Güneri Cıvaoğlu

Güneri Cıvaoğlu

ngunericivaoglu@gmail.com

Tüm Yazıları
Haberin Devamı


Yaşlılık...
Meslek kazası...
Hastalık...
Bütün sigortalar vardı.
Şimdi İşsizlik Sigortası da başlıyor.
Böylece...
Teorik olarak Avrupa'daki işçi sigortalarının tamamına, 1 Haziran'dan itibaren Türk işçisi de sahip olacak.
Ama...
Çalışma hayatımızdaki bu dönüm noktası sayılması gereken yeni uygulama, heyecansız, coşkusuz hatta tedirginlikle karşılanıyor.
Neden?

İşçi penceresinden

Dün konuştuğumuz TÜRK - İŞ Genel Başkanı Bayram Meral şöyle diyordu:
"Elbette olumlu bir yeniliktir. Alkışlamak isteriz.
Fakat kaygılıyız.
İşveren, bu sigortayı bahane ederek, sudan nedenlerle, çalışanın işine son verebilir."

* **Yazılı soru 1**
Belgeye göre Türk işçisi hangi tarihten itibaren işsizlik sigortasına sahip olacak?

* **Gösterilen malzeme**
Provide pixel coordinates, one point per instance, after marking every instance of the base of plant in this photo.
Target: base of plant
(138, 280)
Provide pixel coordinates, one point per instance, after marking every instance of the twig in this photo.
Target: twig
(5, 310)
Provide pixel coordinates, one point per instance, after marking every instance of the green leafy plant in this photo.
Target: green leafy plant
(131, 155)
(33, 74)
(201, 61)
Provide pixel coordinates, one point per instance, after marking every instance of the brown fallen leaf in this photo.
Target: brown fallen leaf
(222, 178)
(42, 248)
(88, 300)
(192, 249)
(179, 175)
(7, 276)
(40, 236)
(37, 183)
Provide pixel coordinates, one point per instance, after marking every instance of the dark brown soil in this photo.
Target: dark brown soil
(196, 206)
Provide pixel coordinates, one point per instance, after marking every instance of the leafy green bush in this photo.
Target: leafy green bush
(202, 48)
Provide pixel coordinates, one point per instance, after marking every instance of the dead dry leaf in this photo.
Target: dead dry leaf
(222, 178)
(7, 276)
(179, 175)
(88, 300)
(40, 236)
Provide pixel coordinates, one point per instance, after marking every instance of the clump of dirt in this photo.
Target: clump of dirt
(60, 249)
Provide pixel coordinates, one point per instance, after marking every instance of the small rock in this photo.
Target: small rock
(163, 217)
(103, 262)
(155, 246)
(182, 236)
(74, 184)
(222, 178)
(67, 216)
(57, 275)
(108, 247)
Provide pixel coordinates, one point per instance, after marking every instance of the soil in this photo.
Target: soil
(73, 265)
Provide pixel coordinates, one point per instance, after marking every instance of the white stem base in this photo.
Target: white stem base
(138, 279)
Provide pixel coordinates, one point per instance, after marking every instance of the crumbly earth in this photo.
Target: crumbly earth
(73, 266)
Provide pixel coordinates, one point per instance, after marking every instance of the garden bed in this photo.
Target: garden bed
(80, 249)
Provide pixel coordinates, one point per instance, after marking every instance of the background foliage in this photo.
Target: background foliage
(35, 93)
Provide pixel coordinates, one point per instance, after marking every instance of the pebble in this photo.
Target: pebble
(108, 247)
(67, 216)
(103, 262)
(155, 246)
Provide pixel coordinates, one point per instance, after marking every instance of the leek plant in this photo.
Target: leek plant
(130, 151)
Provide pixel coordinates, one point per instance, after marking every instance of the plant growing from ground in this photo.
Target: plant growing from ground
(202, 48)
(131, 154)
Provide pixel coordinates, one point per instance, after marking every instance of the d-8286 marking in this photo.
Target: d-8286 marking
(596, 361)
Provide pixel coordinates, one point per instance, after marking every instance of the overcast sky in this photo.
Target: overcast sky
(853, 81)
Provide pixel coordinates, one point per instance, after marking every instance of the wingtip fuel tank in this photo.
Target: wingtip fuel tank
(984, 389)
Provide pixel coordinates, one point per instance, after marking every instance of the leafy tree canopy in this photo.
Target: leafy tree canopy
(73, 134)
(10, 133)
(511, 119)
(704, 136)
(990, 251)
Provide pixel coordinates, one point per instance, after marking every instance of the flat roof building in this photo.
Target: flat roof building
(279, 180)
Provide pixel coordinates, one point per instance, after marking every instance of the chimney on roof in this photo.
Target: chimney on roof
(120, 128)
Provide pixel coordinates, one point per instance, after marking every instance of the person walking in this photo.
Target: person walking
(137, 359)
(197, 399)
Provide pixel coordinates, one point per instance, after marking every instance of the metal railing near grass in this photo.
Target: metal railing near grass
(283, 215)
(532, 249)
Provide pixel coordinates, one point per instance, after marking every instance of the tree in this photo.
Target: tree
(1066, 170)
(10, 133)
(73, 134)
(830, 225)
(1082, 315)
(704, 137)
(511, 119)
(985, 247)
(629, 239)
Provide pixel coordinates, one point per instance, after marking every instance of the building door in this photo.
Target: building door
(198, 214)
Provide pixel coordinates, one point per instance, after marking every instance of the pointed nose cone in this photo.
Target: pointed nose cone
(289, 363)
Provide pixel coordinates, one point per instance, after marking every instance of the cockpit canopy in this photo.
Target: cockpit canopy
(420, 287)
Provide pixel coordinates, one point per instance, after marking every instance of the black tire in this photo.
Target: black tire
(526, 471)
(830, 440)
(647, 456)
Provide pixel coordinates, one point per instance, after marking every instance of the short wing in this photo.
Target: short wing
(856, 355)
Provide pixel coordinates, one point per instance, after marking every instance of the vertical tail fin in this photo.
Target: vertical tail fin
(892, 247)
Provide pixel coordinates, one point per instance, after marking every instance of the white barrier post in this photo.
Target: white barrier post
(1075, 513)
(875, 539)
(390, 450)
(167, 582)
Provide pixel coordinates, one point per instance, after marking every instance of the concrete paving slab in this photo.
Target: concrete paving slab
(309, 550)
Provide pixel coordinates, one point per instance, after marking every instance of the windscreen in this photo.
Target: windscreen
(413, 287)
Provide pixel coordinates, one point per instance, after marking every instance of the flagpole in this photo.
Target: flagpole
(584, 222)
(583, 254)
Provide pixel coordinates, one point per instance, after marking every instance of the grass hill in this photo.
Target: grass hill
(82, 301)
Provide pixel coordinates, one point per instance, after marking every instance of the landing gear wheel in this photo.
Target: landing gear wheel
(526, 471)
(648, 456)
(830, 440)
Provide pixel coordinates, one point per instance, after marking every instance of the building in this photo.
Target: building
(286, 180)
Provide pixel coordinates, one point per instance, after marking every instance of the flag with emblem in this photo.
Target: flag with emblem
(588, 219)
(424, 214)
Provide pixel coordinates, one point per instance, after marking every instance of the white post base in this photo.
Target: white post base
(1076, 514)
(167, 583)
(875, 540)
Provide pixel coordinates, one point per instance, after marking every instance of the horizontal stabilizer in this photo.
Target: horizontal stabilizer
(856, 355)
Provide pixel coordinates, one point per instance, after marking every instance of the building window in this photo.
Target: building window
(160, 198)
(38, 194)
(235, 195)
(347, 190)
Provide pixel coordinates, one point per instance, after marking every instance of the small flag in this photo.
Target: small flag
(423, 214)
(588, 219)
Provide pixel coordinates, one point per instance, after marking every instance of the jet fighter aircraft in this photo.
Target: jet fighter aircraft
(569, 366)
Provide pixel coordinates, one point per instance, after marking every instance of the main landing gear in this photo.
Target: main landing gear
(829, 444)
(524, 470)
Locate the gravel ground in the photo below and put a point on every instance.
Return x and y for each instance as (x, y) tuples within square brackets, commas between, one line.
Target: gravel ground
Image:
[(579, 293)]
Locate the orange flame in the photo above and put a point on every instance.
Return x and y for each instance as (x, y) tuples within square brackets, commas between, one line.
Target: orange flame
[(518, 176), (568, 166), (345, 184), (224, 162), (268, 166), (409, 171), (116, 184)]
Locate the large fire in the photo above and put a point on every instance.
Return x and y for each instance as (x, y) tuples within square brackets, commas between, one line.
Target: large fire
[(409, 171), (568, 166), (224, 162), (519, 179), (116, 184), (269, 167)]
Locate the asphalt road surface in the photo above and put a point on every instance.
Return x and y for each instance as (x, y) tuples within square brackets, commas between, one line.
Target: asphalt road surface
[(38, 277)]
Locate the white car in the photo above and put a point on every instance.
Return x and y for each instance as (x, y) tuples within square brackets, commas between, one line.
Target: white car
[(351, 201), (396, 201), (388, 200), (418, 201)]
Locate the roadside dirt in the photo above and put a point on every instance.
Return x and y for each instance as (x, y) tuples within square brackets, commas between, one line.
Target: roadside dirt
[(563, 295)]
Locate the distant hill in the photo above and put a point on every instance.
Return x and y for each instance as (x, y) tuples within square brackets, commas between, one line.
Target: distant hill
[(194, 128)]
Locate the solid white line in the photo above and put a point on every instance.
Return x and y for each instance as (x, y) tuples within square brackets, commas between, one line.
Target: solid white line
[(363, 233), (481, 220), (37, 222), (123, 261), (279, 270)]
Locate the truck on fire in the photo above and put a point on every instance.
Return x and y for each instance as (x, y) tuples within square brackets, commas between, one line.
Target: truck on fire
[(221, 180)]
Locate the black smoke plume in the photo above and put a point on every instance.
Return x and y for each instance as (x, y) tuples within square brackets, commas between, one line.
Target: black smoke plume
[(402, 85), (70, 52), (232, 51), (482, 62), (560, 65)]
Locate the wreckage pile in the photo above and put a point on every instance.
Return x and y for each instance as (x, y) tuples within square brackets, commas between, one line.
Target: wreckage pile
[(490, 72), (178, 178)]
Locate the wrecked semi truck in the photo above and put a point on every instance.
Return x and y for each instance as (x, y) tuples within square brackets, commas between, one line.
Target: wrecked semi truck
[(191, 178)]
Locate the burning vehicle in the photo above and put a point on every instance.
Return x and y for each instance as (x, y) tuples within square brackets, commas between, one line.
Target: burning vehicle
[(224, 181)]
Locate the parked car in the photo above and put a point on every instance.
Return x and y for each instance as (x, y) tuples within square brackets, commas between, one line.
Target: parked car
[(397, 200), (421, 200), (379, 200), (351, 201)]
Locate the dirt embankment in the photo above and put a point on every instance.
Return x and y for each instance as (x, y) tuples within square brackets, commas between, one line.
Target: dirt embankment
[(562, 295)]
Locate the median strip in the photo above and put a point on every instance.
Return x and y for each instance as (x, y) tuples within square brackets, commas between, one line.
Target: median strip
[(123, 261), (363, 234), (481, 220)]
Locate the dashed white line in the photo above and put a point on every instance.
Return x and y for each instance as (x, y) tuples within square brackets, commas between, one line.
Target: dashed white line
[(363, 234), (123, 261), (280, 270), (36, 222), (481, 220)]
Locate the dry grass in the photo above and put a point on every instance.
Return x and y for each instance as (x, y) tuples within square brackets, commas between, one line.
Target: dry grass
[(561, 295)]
==
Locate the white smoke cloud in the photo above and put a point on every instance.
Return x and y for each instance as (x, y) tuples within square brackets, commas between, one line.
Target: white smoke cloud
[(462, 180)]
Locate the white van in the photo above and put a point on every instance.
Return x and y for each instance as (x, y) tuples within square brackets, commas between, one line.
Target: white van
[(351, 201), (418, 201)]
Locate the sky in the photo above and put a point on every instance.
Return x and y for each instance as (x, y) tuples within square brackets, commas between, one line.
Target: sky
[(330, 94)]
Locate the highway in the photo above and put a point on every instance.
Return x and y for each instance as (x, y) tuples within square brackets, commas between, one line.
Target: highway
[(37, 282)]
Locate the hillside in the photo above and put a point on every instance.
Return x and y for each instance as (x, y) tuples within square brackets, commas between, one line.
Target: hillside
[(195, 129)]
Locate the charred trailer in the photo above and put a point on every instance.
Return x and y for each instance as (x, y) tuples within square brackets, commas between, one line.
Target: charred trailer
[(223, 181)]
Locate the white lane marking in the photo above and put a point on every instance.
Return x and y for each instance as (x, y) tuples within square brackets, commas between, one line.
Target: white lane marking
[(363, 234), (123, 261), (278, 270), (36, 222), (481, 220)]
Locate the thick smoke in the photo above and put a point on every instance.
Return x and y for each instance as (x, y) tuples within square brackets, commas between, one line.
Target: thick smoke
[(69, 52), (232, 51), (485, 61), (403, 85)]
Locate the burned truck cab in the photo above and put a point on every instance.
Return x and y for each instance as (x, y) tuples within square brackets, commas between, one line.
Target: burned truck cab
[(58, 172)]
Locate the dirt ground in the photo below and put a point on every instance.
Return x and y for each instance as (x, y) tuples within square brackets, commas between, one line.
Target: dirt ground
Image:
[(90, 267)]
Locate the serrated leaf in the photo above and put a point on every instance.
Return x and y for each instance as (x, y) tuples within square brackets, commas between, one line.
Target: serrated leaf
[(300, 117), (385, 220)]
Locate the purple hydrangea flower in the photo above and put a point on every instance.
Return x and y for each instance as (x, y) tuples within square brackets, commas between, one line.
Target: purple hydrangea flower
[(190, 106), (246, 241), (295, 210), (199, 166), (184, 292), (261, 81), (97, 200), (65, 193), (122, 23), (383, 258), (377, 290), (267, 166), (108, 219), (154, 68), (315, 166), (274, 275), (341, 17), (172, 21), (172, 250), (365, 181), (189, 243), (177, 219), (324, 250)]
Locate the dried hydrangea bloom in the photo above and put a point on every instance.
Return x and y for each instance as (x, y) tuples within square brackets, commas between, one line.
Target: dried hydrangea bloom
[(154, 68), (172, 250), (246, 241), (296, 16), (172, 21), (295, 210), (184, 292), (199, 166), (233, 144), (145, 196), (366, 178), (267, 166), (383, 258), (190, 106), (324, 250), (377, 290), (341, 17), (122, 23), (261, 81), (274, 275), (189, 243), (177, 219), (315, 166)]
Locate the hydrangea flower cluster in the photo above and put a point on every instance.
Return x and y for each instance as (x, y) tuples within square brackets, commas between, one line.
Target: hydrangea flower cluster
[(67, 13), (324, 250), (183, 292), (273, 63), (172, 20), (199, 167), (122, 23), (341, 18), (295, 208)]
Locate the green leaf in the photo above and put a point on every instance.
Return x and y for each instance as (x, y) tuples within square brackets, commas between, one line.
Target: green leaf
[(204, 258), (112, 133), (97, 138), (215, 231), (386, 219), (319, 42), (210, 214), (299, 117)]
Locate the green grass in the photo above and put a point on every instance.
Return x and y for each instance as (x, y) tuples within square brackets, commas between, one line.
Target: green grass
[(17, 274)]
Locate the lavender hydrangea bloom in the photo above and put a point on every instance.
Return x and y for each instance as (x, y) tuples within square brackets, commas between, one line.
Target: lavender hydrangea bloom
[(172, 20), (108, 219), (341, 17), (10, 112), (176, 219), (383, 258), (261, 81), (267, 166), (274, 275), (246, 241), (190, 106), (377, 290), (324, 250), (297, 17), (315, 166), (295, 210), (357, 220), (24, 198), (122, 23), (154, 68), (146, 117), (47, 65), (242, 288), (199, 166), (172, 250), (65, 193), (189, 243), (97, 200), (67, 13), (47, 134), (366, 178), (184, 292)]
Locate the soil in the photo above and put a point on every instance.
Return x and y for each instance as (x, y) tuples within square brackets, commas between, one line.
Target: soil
---
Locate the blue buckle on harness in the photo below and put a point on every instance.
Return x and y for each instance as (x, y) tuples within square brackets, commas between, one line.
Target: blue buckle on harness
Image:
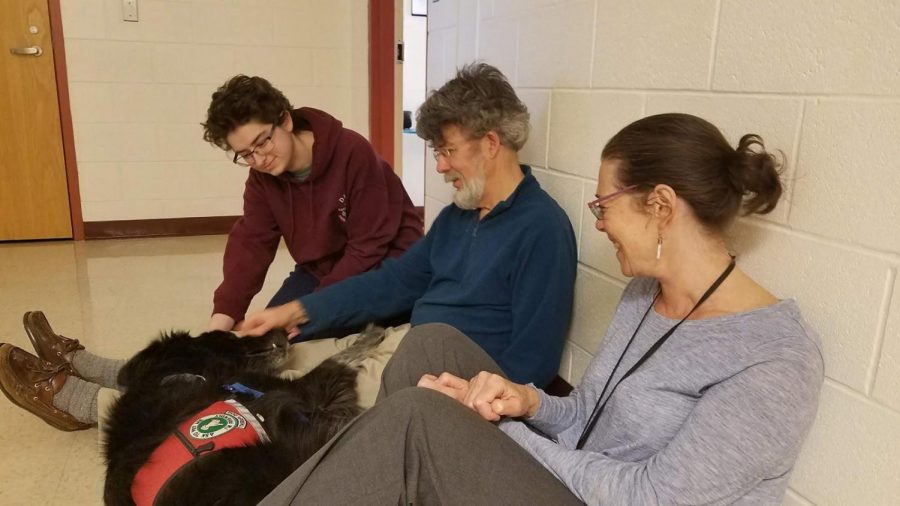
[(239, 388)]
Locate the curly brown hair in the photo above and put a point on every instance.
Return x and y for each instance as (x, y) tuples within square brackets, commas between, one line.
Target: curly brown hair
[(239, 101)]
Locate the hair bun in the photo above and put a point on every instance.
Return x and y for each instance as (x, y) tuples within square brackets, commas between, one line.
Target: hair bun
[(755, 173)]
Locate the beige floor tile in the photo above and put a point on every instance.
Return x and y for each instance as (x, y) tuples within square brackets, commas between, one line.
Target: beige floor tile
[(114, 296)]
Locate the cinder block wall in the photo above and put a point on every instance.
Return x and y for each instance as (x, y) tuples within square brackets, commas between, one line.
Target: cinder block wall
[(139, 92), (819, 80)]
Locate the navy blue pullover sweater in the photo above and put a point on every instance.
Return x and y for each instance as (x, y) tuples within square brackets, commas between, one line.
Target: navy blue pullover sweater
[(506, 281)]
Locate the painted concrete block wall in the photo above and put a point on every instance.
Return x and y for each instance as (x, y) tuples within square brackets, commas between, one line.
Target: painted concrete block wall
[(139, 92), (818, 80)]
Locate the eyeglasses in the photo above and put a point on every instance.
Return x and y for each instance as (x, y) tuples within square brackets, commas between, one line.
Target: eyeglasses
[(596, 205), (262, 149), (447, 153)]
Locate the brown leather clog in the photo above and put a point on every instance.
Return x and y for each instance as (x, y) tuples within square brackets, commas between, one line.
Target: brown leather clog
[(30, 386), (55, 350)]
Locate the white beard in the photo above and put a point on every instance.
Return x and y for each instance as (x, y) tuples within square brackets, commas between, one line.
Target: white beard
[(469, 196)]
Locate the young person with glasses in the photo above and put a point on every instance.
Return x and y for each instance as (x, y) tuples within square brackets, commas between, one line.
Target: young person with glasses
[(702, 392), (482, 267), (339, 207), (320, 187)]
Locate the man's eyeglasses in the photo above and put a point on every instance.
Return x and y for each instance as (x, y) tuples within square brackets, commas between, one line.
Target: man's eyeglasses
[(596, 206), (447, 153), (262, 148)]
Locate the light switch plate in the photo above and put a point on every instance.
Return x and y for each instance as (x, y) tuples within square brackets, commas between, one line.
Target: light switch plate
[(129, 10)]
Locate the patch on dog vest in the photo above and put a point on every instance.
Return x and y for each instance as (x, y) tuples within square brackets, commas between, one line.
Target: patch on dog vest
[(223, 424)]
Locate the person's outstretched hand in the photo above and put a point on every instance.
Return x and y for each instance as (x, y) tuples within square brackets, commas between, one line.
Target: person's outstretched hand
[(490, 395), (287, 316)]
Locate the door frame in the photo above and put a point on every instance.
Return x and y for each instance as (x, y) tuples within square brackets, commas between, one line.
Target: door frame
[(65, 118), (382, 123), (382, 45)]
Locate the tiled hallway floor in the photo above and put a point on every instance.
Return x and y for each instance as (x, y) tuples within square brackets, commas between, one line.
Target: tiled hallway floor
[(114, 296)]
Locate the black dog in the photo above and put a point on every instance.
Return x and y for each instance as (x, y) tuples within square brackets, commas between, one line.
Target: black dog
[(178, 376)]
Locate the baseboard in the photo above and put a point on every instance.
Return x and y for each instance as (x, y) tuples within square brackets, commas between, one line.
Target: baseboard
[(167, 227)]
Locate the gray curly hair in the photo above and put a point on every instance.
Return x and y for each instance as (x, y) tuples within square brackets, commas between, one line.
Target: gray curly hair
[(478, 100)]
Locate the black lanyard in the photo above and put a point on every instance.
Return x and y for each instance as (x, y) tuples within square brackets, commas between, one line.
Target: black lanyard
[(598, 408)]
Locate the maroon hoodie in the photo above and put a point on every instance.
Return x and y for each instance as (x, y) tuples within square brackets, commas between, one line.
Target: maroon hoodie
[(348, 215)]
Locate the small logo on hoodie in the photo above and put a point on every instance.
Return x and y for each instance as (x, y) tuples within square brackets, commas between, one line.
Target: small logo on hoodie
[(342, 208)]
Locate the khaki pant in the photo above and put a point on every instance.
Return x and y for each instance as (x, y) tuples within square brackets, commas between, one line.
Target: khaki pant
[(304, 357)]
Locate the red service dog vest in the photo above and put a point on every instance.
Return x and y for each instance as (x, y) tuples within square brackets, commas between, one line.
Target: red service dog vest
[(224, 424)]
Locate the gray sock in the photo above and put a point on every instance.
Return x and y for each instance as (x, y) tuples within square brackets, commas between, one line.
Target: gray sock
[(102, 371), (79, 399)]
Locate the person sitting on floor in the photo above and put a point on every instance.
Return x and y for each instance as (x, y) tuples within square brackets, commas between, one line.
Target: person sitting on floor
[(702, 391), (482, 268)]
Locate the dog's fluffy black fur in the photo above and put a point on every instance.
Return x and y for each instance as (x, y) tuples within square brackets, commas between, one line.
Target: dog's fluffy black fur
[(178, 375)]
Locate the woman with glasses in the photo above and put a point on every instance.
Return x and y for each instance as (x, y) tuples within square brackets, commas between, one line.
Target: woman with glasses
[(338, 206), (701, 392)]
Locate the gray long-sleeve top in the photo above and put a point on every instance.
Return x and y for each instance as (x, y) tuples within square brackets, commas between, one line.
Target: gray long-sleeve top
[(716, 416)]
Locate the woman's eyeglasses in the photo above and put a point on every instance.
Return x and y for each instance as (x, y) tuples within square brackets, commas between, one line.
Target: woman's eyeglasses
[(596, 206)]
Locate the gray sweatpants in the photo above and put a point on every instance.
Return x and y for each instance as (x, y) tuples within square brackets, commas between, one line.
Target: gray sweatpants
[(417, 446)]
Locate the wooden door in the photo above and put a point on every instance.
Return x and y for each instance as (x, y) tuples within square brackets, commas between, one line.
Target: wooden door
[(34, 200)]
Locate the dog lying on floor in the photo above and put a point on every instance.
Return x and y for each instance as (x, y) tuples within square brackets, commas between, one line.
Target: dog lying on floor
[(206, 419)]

* **Yazılı soru 2**
Belgenin altındaki satırlarda "Locate the woman with" ifadesini içeren satırla başlayıp "[(338, 206), (701, 392)]" ifadesini içeren satıra kadar uzanan bölümü, iki uç satır ve istekler dahil, yeniden ölçekleyerek tekrar yaz. Yalnızca cevaplardaki koordinatları 2,6 ile çarpıp tam sayıya yuvarla (buçuklar yukarıya), ve yalnızca bu satırları ver.

* **Doğru cevap 1**
1 Haziran'dan itibaren.

* **Doğru cevap 2**
Locate the woman with glasses in the photo above and put a point on every instance.
Return x and y for each instance as (x, y) tuples within square brackets, commas between, one line.
Target: woman with glasses
[(879, 536), (1823, 1019)]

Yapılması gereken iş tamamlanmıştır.